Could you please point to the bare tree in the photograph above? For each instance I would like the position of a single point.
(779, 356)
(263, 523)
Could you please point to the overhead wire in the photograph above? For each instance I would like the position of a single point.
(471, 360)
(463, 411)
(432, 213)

_ _ _ _

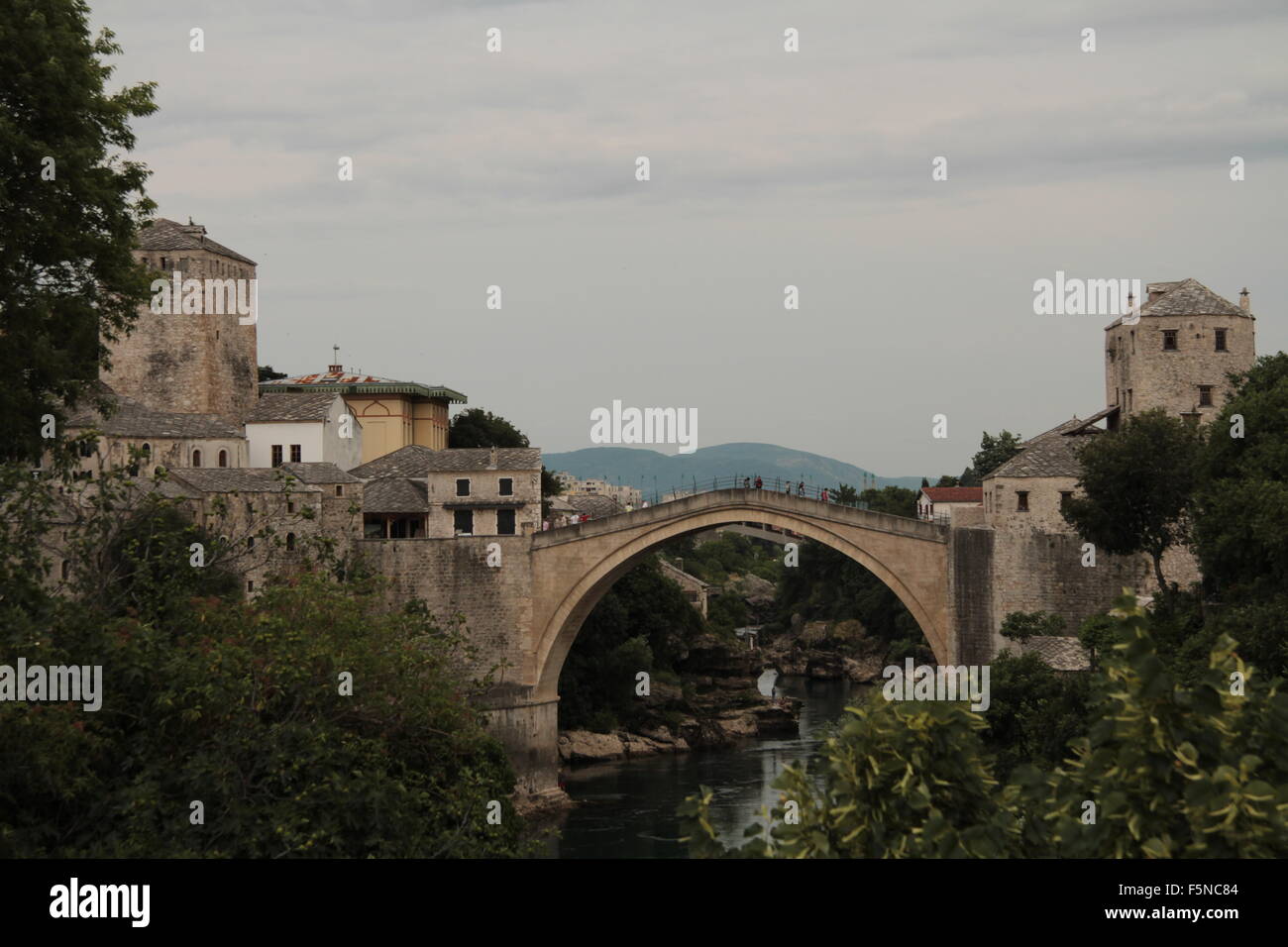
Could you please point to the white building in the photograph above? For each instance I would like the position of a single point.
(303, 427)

_ _ _ _

▶ PROBLEM REQUIREMENTS:
Pick out all lines above that contain the word "each", and copy them in full.

▶ EXPECTED ANSWER:
Could you please point to the bare tree in the photograph above? For each instance I would like the position of a single point.
Could you please point to the overhead wire in the photograph above? For each instance I would like the position of a single point.
Could you please point to the white building in the photograph above? For each instance I would like the position of a single point.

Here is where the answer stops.